_Cosa fare_.
Estrai dalle voci ogni riga che contiene la parola "pointed", tenendo conto di maiuscole e minuscole.

_Voci fornite_.

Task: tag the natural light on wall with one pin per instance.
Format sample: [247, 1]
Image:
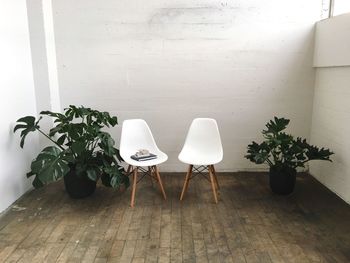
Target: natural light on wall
[334, 7]
[341, 7]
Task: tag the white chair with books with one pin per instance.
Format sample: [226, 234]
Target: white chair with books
[202, 149]
[139, 150]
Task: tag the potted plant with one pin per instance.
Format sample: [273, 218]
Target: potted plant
[284, 155]
[82, 152]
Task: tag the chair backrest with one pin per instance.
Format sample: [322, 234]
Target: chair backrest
[136, 135]
[203, 136]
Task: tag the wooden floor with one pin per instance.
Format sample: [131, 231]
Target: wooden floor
[249, 224]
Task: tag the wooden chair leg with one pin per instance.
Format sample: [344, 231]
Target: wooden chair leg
[159, 181]
[187, 180]
[215, 176]
[150, 171]
[212, 180]
[135, 171]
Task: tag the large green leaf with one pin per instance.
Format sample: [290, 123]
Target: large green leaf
[27, 124]
[50, 165]
[276, 125]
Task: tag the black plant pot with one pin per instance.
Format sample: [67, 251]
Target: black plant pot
[282, 179]
[78, 186]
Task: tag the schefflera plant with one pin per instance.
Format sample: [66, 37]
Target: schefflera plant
[79, 144]
[281, 150]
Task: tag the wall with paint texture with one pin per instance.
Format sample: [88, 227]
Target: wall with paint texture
[240, 62]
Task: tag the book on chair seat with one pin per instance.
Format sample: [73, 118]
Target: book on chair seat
[147, 157]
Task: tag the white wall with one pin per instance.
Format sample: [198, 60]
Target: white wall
[17, 99]
[240, 62]
[331, 113]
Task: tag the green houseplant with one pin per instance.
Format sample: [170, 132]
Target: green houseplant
[81, 152]
[284, 154]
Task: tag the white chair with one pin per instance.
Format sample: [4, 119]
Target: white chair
[137, 135]
[202, 149]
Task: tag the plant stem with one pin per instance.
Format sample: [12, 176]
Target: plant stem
[51, 139]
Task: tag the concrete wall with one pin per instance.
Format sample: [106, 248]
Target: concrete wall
[331, 113]
[17, 100]
[240, 62]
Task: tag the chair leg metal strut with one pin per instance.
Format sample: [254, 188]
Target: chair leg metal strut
[199, 170]
[152, 172]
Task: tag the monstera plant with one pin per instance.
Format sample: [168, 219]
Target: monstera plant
[284, 154]
[81, 151]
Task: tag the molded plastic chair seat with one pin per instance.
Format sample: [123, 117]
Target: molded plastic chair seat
[203, 143]
[195, 157]
[136, 135]
[202, 148]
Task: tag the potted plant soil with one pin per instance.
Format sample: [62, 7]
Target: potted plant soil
[284, 154]
[82, 152]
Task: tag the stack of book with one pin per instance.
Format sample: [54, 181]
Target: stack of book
[143, 155]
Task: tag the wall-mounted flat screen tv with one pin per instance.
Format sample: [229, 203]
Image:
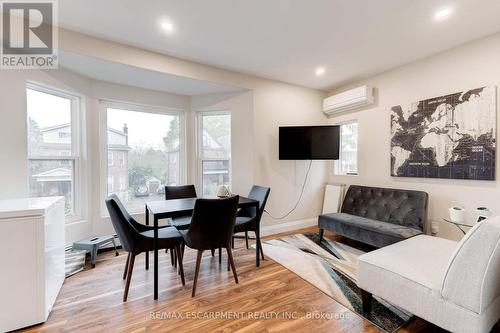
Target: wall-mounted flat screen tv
[309, 143]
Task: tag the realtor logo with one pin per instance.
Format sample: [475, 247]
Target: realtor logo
[29, 35]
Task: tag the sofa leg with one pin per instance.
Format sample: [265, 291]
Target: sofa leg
[367, 301]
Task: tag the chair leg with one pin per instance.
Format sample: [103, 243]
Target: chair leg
[261, 250]
[366, 298]
[126, 266]
[179, 260]
[231, 261]
[171, 257]
[197, 271]
[129, 276]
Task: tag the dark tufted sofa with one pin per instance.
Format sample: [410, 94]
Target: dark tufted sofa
[378, 216]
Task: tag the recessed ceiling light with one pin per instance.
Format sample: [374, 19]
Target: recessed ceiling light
[320, 71]
[442, 14]
[167, 26]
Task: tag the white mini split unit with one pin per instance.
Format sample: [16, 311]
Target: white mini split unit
[350, 100]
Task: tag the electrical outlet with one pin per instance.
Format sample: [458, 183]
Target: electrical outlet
[435, 227]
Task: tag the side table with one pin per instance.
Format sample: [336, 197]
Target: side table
[459, 225]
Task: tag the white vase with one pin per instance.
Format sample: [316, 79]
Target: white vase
[223, 192]
[458, 214]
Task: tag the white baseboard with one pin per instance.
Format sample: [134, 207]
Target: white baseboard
[288, 226]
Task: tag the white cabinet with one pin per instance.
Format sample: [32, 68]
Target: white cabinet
[32, 266]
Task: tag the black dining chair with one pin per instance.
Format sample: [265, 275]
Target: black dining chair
[181, 222]
[180, 192]
[137, 238]
[249, 218]
[211, 228]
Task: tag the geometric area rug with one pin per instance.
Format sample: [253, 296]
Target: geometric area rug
[331, 267]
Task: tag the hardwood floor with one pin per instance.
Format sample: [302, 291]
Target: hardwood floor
[91, 301]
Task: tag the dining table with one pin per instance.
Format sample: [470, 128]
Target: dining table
[164, 209]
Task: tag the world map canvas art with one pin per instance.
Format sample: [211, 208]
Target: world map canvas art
[452, 136]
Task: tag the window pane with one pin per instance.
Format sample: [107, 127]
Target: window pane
[217, 136]
[49, 124]
[216, 151]
[49, 178]
[143, 155]
[215, 174]
[348, 148]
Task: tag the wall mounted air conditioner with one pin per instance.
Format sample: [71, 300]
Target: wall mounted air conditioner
[348, 100]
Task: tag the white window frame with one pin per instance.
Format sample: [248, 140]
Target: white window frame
[121, 158]
[77, 142]
[129, 106]
[110, 158]
[337, 163]
[199, 146]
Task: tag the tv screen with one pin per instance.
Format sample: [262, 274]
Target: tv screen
[309, 143]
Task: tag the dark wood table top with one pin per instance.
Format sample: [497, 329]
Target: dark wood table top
[167, 208]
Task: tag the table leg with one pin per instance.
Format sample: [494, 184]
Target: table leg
[257, 240]
[155, 257]
[147, 252]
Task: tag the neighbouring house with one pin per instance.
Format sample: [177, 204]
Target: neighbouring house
[57, 176]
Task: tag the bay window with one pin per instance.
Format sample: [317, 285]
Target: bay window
[53, 145]
[145, 153]
[348, 155]
[214, 137]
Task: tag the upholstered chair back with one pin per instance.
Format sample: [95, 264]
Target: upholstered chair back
[472, 279]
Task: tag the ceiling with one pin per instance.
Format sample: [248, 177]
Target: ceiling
[287, 40]
[108, 71]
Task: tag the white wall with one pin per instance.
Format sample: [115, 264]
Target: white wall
[470, 66]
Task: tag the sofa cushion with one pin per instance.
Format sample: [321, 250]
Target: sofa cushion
[403, 207]
[409, 274]
[422, 259]
[373, 232]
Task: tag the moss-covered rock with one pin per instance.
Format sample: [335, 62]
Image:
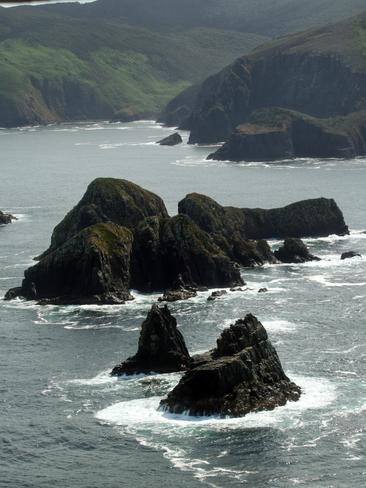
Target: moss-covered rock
[108, 199]
[165, 249]
[91, 267]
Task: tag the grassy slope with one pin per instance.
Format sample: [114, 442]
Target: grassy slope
[115, 66]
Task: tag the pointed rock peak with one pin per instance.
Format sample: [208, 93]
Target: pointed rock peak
[161, 346]
[244, 333]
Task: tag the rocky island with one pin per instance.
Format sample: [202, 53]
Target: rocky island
[298, 96]
[120, 237]
[161, 346]
[242, 374]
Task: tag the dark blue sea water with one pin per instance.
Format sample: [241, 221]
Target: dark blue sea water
[66, 423]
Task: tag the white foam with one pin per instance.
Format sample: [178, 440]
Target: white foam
[317, 393]
[279, 325]
[102, 378]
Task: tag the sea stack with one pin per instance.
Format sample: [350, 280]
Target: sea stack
[6, 218]
[294, 251]
[172, 140]
[161, 346]
[242, 374]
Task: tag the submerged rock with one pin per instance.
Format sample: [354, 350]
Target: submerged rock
[242, 375]
[108, 200]
[91, 267]
[6, 218]
[350, 255]
[161, 346]
[172, 140]
[294, 251]
[167, 248]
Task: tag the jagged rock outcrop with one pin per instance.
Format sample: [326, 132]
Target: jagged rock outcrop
[350, 255]
[178, 294]
[91, 267]
[161, 346]
[294, 251]
[166, 248]
[216, 294]
[120, 237]
[242, 375]
[6, 218]
[172, 140]
[320, 73]
[230, 226]
[275, 133]
[108, 199]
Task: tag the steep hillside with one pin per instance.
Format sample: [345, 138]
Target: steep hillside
[56, 67]
[266, 17]
[321, 73]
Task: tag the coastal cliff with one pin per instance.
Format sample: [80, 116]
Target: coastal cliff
[319, 73]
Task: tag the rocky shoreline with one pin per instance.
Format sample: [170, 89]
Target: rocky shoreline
[120, 237]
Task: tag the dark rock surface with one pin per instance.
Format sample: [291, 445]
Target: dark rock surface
[108, 199]
[294, 251]
[320, 73]
[216, 294]
[226, 226]
[94, 258]
[167, 248]
[91, 267]
[276, 133]
[242, 375]
[172, 140]
[161, 346]
[350, 255]
[178, 295]
[6, 218]
[230, 226]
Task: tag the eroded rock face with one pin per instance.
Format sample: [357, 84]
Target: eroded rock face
[226, 226]
[91, 267]
[172, 140]
[230, 226]
[242, 375]
[161, 346]
[294, 251]
[350, 255]
[6, 218]
[167, 248]
[275, 133]
[108, 200]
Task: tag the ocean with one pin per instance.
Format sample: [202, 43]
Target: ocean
[66, 423]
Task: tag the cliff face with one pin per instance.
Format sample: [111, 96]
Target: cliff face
[315, 217]
[321, 73]
[275, 133]
[242, 374]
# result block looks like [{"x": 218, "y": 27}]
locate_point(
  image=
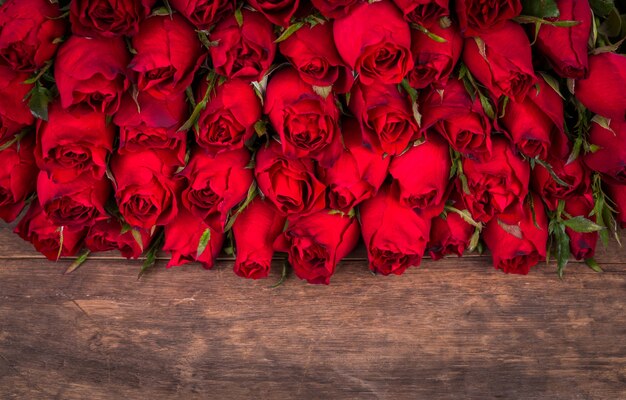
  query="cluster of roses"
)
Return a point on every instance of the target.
[{"x": 418, "y": 125}]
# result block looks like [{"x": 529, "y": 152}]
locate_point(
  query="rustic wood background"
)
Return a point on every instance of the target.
[{"x": 452, "y": 329}]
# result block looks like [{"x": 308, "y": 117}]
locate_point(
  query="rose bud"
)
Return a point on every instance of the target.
[
  {"x": 93, "y": 72},
  {"x": 434, "y": 61},
  {"x": 227, "y": 122},
  {"x": 357, "y": 174},
  {"x": 497, "y": 184},
  {"x": 375, "y": 41},
  {"x": 386, "y": 117},
  {"x": 189, "y": 239},
  {"x": 108, "y": 18},
  {"x": 306, "y": 122},
  {"x": 504, "y": 64},
  {"x": 18, "y": 174},
  {"x": 290, "y": 184},
  {"x": 255, "y": 231},
  {"x": 108, "y": 234},
  {"x": 244, "y": 52},
  {"x": 312, "y": 52},
  {"x": 566, "y": 47},
  {"x": 316, "y": 243},
  {"x": 476, "y": 17},
  {"x": 458, "y": 118},
  {"x": 162, "y": 68},
  {"x": 522, "y": 245},
  {"x": 73, "y": 142},
  {"x": 50, "y": 240},
  {"x": 603, "y": 90},
  {"x": 203, "y": 13},
  {"x": 213, "y": 185},
  {"x": 29, "y": 30},
  {"x": 394, "y": 234}
]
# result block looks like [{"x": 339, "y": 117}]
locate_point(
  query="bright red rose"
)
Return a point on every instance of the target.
[
  {"x": 108, "y": 18},
  {"x": 255, "y": 231},
  {"x": 73, "y": 142},
  {"x": 227, "y": 122},
  {"x": 28, "y": 33},
  {"x": 394, "y": 234},
  {"x": 317, "y": 242},
  {"x": 92, "y": 72},
  {"x": 505, "y": 67},
  {"x": 290, "y": 184},
  {"x": 375, "y": 41},
  {"x": 168, "y": 55},
  {"x": 603, "y": 90},
  {"x": 244, "y": 52},
  {"x": 18, "y": 174}
]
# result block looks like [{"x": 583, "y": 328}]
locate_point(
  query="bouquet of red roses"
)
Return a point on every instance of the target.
[{"x": 419, "y": 126}]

_Risposta corretta_.
Task: tag the pointed rock peak with one pin per instance.
Target: pointed rock peak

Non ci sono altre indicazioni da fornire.